━━━━━ Source passage

Introduction
Text classification assigns labels to text documents, used for sentiment analysis, topic modeling, and spam detection.
Sentiment Analysis
from transformers import pipeline
# Using pretrained model
sentiment = pipeline("sentiment-analysis")
result = sentiment("I love this product!")
print(result) # [{'label': 'POSITIVE', 'score': 0.99...}]
Topic Modeling
from sklearn.feature_extraction.text import CountVectorizer, TfidfVectorizer
from sklearn.decomposition import LatentDirichletAllocation
# Create document-term matrix
vectorizer = CountVectorizer(max_features=1000, stop_words='english')
dtm = vectorizer.fit_transform(documents)
# LDA topic model
lda = LatentDirichletAllocation(n_topics=10, random_state=42)
lda.fit(dtm)
# Get topics
for topic_idx, topic in enumerate(lda.components_):
print(f"Topic {topic_idx}: ", end="")
print([vectorizer.get_feature_names_out()[i] for i in topic.argsort()[-5:]])

━━━━━━━━━━
━━━━━ The data

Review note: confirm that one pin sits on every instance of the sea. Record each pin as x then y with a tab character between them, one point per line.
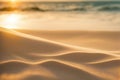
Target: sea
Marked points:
74	15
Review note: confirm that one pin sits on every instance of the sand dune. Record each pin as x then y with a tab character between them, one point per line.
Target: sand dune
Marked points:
28	57
110	39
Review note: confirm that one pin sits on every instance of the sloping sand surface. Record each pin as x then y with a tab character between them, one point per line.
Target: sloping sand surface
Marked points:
28	57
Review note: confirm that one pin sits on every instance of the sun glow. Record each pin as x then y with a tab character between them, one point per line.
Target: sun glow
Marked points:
10	21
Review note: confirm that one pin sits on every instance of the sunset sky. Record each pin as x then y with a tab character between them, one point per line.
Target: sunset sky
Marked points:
60	0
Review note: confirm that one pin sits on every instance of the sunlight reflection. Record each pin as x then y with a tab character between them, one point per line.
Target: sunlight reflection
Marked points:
11	20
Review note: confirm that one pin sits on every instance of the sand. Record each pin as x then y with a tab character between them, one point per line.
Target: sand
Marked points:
59	55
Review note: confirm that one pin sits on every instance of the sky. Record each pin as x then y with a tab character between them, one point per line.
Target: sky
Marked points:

━━━━━━━━━━

▶ **To be done**:
[A] Starting with the line with "the sun glow." and going on through the last line of the entries, write every line out again with all of its wording kept. Multiply each pin coordinate by 0.25 and round it to a whole number, with halves rounded up.
[B] Write what comes next in the text on text classification, starting from the point where it stops.
The text on text classification and the entries are separate, unrelated material.

▶ **Answers in order**:
[A]
Review note: confirm that one pin sits on every instance of the sun glow. Record each pin as x then y with a tab character between them, one point per line.
Target: sun glow
Marked points:
3	5
Review note: confirm that one pin sits on every instance of the sunset sky. Record each pin as x then y with a tab character between them, one point per line.
Target: sunset sky
Marked points:
15	0
Review note: confirm that one pin sits on every instance of the sunlight reflection. Record each pin as x then y with a tab character between them, one point per line.
Target: sunlight reflection
Marked points:
3	5
Review note: confirm that one pin sits on every instance of the sand. Record each pin as x then y with a tab character between them, one point per line.
Target: sand
Marked points:
15	14
Review note: confirm that one pin sits on every instance of the sky. Record each pin as x then y with a tab character between them, one point per line.
Target: sky
Marked points:

[B]
Custom Classifier
from sklearn.feature_extraction.text import TfidfVectorizer
from sklearn.linear_model import LogisticRegression
from sklearn.pipeline import Pipeline
pipeline = Pipeline([
('tfidf', TfidfVectorizer(max_features=5000, ngram_range=(1, 2))),
('clf', LogisticRegression(max_iter=1000))
])
pipeline.fit(train_texts, train_labels)
predictions = pipeline.predict(test_texts)
Multi-label Classification
from sklearn.multiclass import OneVsRestClassifier
from sklearn.svm import LinearSVC
classifier = OneVsRestClassifier(LinearSVC())
classifier.fit(X_train, y_train_multilabel)
predictions = classifier.predict(X_test)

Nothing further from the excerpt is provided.